A new generation of young socially conscious hip-hop musicians emerged as a counter to the grime scene that many in the UK Hip-hop scene perceived as commercial. These rappers strived to bring attention to both positivity and lyricism as well as the injustices of war, gentrification and racism, following in the tradition of conscious rappers such as Nas, Mos Def and Talib Kweli. Amongst this new generation included artists such as Klashnekoff, Akala, Lowkey and the Poisonous Poets.

The mid-2000s saw the emergence of road rap, a genre that took influences from American gangsta rap and focused on crime, gang, or violent themes. Road rap was pioneered by artists and groups such as PDC and Giggs' SN1 crew.

By the late 2000s, grime music had entered into a period of stagnation. This led to an emergence of acts that, while influenced by or initially started out making grime, were moving into a more commercialised, hip-hop influenced form of music. Artists from this new wave included N-Dubz, Tinchy Stryder, Tinie Tempah, and Chipmunk (later known as Chip) who emerged in the late 2000s to great commercial success. Tinchy Stryder scored two number ones with songs "Number 1" and "Never Leave You" and became the best-selling British solo artist of 2009. The following year continued the success of the previous, with acts like Professor Green and Tinie Tempah breaking through to even bigger commercial success and also critical appreciation. The debut album from Tinie Tempah called Disc-Overy went to number one in the UK Albums Chart and was certified platinum on 1 March 2011. He also won a Brit Award for his number one single "Pass Out". Rapper Plan B found success with his 2010 hip-hop and soul fusion album The Defamation of Strickland Banks, followed by the soundtrack album Ill Manors in 2012, both of which peaked at number 1 in the UK Albums Chart. In 2014, Scottish alternative hip-hop trio Young Fathers won the Mercury Music Prize for their album Dead. The album entered the UK chart at 35 after they won the award. Riz Ahmed, also known as Riz MC, was featured in the song "Immigrants (We Get the Job Done)" in The Hamilton Mixtape, which topped the Billboard 200 chart in 2016. At the 2017 MTV Video Music Awards (VMAs), "Immigrants" won the award for Best Fight Against the System.

=== Mainstream: 2010s ===
The early 2010s saw the emergence of UK afrobeats, led by artists such as Mista Silva, Kwamz, Fuse ODG, and Timbo. Around the same time, artists such as Sneakbo and Timbo were incorporating melodic rap and Caribbean influences into their music. The foundation set by these artists would later be a major influence on Afroswing, a genre that emerged around 2014 derivative of UK afrobeats while carrying influences from grime, dancehall, hip-hop, and R&B.

UK drill is a subgenre of drill music and road rap that originated in the South London district of Brixton from 2012 onwards. Borrowing heavily from the style of Chicago drill music, UK drill artists often rap about violent and hedonistic criminal lifestyles. Typically, those who create this style of music are affiliated with gangs or come from socioeconomically-deprived neighbourhoods where crime is a way of life for many. UK drill music is closely related to road rap, a British style of gangsta rap that became popular in the years prior to the existence of drill. Musically, UK drill often exhibits violent language and provocative lyrics.

§ Given entries:

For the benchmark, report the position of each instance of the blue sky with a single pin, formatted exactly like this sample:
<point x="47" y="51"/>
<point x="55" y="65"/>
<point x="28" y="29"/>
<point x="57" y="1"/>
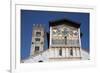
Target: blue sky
<point x="30" y="17"/>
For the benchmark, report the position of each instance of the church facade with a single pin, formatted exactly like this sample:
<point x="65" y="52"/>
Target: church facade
<point x="64" y="42"/>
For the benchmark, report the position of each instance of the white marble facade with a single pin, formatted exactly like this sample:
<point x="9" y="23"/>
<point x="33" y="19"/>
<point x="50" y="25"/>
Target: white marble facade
<point x="64" y="44"/>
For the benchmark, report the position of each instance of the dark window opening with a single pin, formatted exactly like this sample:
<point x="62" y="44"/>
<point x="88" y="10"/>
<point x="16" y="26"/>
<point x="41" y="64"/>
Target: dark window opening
<point x="37" y="39"/>
<point x="38" y="34"/>
<point x="65" y="40"/>
<point x="71" y="52"/>
<point x="32" y="42"/>
<point x="60" y="52"/>
<point x="40" y="61"/>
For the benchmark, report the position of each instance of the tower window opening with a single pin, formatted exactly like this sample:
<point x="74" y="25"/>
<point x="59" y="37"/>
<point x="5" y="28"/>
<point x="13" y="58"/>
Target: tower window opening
<point x="60" y="52"/>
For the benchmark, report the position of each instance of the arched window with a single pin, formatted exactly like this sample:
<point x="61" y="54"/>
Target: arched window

§ Directions:
• 1. Decide whether each statement agrees with the UK hip-hop text above. Answer yes or no and quote the deciding words. (a) Road rap drew influences from American gangsta rap. (b) Young Fathers won the Mercury Music Prize for Dead in 2012. (c) UK drill originated in Brixton.
• 2. From the UK hip-hop text, extract the passage from "UK drill is" up to and including "and provocative lyrics.".

§ Task responses:
• 1.
(a) Yes: "a genre that took influences from American gangsta rap"
(b) No: "In 2014, Scottish alternative hip-hop trio Young Fathers won the Mercury Music Prize for their album Dead."
(c) Yes: "originated in the South London district of Brixton from 2012 onwards"

• 2.
UK drill is a subgenre of drill music and road rap that originated in the South London district of Brixton from 2012 onwards. Borrowing heavily from the style of Chicago drill music, UK drill artists often rap about violent and hedonistic criminal lifestyles. Typically, those who create this style of music are affiliated with gangs or come from socioeconomically-deprived neighbourhoods where crime is a way of life for many. UK drill music is closely related to road rap, a British style of gangsta rap that became popular in the years prior to the existence of drill. Musically, UK drill often exhibits violent language and provocative lyrics.